- SELECTED EXTRACT
Participants completed a block for each target modality with each block containing 70 trials. The first 10 trials served as familiarization trials, allowing participants to adjust to the target modality (i.e., visual, tactile, somatosensory) and the perturbations (i.e., toward, away) within the modality. The 60 remaining trials were experimental trials, 20 trials with no perturbations (i.e., unperturbed), 20 trials were perturbed away (10 perturbation before, 10 perturbation after), and 20 trials were perturbed toward (10 perturbation before, 10 perturbation after). All unperturbed and perturbed trials were randomized within each block, and the order of target modality conditions was randomized across participants.
Prior to each block, participants completed a calibration block consisting of three trials. During the calibration block, participants were instructed to move to where they perceived the target position at the home position (i.e., unperturbed) and at the perturbed target positions (i.e., 3 cm distal and proximal relative to the target position). In the calibration trials to the perturbed target positions, the target was shifted before the movement onset. The movement endpoints from the calibration block were recorded and used as the reference target position for all endpoint calculations.

- RECORDED DATA
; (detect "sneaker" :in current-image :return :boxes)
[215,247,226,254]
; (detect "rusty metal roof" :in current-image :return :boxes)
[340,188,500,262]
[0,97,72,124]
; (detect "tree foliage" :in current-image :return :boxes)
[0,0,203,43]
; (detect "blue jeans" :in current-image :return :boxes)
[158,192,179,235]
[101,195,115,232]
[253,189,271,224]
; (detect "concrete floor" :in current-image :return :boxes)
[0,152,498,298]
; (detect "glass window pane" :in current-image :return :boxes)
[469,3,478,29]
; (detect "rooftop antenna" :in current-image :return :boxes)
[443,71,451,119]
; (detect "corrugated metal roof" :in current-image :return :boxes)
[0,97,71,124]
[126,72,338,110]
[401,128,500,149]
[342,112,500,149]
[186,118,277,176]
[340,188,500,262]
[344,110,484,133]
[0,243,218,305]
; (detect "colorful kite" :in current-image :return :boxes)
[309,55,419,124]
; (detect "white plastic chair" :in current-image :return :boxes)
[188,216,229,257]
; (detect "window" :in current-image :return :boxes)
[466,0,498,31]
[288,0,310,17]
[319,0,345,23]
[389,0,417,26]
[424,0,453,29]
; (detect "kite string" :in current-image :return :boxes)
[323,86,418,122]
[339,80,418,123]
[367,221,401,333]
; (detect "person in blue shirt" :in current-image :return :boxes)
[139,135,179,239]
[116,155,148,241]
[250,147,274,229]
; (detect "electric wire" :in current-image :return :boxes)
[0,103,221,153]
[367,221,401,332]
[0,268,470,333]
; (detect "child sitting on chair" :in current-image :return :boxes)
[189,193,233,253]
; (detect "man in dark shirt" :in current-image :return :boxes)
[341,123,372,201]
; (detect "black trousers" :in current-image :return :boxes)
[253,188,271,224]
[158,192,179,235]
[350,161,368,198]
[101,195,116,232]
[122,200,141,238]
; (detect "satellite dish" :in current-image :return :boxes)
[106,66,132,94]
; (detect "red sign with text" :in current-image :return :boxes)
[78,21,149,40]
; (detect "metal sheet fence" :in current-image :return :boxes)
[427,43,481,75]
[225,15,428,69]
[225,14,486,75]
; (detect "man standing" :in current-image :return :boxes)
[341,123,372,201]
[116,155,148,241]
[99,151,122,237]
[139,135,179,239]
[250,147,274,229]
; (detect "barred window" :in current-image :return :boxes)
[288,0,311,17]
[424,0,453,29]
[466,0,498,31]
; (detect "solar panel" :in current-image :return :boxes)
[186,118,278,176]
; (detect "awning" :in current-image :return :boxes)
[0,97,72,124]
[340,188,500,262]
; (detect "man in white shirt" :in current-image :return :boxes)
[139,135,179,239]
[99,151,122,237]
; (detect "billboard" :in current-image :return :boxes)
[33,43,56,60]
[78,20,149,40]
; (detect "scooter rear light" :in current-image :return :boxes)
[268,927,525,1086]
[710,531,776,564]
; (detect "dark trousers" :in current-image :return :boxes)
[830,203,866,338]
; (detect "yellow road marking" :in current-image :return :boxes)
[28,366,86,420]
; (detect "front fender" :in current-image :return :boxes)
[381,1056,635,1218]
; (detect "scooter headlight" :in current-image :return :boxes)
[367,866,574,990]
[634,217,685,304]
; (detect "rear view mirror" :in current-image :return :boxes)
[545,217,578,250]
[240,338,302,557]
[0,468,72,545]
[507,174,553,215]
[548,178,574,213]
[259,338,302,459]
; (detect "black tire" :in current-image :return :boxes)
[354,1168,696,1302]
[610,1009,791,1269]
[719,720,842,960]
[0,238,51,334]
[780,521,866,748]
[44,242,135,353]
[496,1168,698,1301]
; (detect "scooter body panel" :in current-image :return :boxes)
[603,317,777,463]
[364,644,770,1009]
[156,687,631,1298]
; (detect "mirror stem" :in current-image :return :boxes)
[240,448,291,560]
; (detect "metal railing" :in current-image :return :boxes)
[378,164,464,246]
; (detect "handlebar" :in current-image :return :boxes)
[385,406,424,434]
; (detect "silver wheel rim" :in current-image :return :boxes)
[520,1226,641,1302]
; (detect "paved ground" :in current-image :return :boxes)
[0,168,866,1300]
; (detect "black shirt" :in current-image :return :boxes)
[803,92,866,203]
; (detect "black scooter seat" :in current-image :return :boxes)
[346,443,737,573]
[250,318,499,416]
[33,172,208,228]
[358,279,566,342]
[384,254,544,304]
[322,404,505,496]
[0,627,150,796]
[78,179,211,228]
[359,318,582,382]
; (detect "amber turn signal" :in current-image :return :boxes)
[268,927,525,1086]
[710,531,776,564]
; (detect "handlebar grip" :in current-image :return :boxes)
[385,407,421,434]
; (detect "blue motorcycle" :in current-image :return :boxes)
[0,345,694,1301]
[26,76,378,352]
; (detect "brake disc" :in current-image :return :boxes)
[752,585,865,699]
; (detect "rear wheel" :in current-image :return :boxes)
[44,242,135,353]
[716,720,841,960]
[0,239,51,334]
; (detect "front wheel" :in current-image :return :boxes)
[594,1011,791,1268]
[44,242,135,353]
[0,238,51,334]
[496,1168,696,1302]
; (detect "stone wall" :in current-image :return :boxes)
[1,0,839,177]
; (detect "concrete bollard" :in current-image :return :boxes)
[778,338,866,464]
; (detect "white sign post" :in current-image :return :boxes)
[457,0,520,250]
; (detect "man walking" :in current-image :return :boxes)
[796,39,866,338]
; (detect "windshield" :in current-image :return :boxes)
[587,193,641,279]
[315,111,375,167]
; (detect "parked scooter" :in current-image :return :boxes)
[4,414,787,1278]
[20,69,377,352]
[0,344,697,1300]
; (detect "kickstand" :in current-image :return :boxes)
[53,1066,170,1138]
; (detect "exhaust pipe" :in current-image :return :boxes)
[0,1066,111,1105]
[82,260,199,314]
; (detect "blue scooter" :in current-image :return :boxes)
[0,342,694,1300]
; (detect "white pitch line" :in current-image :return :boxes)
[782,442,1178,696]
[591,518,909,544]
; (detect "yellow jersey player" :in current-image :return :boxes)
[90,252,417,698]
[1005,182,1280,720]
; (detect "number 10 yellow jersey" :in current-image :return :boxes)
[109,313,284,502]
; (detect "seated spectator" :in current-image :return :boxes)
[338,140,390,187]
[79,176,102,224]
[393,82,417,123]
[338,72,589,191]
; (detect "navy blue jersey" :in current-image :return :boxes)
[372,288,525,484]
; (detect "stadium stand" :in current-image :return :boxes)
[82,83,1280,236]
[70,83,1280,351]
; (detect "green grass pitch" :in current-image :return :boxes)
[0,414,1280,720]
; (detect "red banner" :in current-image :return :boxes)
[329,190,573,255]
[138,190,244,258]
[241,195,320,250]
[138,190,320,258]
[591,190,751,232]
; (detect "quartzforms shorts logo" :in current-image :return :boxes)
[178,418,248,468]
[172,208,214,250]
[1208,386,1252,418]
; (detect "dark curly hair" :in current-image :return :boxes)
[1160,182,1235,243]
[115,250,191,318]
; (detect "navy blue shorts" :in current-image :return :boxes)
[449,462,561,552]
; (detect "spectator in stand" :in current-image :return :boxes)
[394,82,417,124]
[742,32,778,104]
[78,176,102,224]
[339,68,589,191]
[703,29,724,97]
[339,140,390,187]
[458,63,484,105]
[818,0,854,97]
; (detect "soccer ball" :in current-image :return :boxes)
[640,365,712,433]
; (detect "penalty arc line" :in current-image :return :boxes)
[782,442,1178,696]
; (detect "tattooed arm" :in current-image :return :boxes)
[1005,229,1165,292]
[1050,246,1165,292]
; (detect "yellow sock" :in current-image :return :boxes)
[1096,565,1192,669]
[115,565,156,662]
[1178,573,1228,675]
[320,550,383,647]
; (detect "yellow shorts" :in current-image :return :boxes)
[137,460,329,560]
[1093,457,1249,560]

- EXERCISE INSTRUCTIONS
1. Reproduce the stretch of the trial-procedure passage from "Participants completed a block" through "randomized across participants.".
2. According to the trial-procedure passage, how many trials made up each calibration block?

- CORRECT ANSWERS
1.
Participants completed a block for each target modality with each block containing 70 trials. The first 10 trials served as familiarization trials, allowing participants to adjust to the target modality (i.e., visual, tactile, somatosensory) and the perturbations (i.e., toward, away) within the modality. The 60 remaining trials were experimental trials, 20 trials with no perturbations (i.e., unperturbed), 20 trials were perturbed away (10 perturbation before, 10 perturbation after), and 20 trials were perturbed toward (10 perturbation before, 10 perturbation after). All unperturbed and perturbed trials were randomized within each block, and the order of target modality conditions was randomized across participants.

2. Three trials.